── INFORMATION SHOWN ──

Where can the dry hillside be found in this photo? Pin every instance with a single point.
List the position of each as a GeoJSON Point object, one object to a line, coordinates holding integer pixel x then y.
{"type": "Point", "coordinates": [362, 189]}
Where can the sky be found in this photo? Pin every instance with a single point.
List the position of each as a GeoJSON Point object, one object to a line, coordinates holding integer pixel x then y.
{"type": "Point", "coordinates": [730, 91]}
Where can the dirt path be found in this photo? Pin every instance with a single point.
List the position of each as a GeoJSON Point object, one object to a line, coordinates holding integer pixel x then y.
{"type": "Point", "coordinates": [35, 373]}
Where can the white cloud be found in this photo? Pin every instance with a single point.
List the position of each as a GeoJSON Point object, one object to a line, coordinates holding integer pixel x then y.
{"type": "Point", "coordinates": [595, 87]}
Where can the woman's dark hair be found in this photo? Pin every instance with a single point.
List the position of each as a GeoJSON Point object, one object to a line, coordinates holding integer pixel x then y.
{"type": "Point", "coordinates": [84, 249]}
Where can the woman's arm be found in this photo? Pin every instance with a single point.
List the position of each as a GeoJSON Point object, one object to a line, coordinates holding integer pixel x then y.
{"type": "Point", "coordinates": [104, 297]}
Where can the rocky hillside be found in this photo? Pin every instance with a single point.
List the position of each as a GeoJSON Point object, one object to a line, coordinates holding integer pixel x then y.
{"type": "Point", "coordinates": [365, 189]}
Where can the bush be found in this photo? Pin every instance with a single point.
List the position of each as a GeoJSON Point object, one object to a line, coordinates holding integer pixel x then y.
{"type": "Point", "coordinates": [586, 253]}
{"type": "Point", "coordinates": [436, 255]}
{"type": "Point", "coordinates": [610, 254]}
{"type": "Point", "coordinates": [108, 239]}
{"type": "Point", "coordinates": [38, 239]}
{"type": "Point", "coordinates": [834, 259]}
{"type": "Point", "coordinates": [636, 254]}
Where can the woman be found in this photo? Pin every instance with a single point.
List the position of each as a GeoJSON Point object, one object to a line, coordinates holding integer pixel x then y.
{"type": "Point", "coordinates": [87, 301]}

───

__ACTION ITEM__:
Transcribe all the entries exactly, as they stand.

__TASK SOLUTION__:
Where can the dry hillside be found in this photo? Pin every instance with a single point.
List the position of each as a GeoJSON Point object, one object to a line, coordinates holding integer pixel x then y.
{"type": "Point", "coordinates": [362, 189]}
Where can the sky be found in this photo? Pin every instance with a single point.
List the position of each as a GeoJSON Point object, one object to a line, coordinates holding integer pixel x then y.
{"type": "Point", "coordinates": [730, 91]}
Where can the dirt path be found in this photo? Pin every instance with a single point.
List the position of each as a GeoJSON Point object, one object to a line, coordinates holding integer pixel x then y.
{"type": "Point", "coordinates": [35, 373]}
Where can the white cloud be found in this photo? Pin every instance with a single point.
List the position of each as a GeoJSON Point object, one object to a line, coordinates holding integer pixel x then y.
{"type": "Point", "coordinates": [595, 87]}
Where can the woman's dark hair be found in this photo? Pin every instance with a single point.
List the position of each as a GeoJSON Point object, one object to a line, coordinates holding integer pixel x then y.
{"type": "Point", "coordinates": [84, 249]}
Where can the woman's arm be found in this photo? Pin every instance with a single point.
List the position of each as a GeoJSON Point object, one object to a line, coordinates holding integer pixel x then y.
{"type": "Point", "coordinates": [104, 297]}
Where can the rocky hillside be found in this photo? Pin every instance with a single point.
List the position of each as a GeoJSON Point object, one object to a line, coordinates holding integer pixel x then y.
{"type": "Point", "coordinates": [365, 189]}
Where can the bush be found in this photo? Pin every instance with a single point.
List the position of each as a GeoJSON Point object, one object to a line, coordinates holding integer pixel x then y.
{"type": "Point", "coordinates": [586, 253]}
{"type": "Point", "coordinates": [436, 255]}
{"type": "Point", "coordinates": [610, 254]}
{"type": "Point", "coordinates": [108, 239]}
{"type": "Point", "coordinates": [38, 239]}
{"type": "Point", "coordinates": [834, 259]}
{"type": "Point", "coordinates": [636, 254]}
Where can the woman be found in this photo? Pin every instance with a single point.
List the position of each as a GeoJSON Point object, one object to a line, coordinates holding integer pixel x then y.
{"type": "Point", "coordinates": [87, 301]}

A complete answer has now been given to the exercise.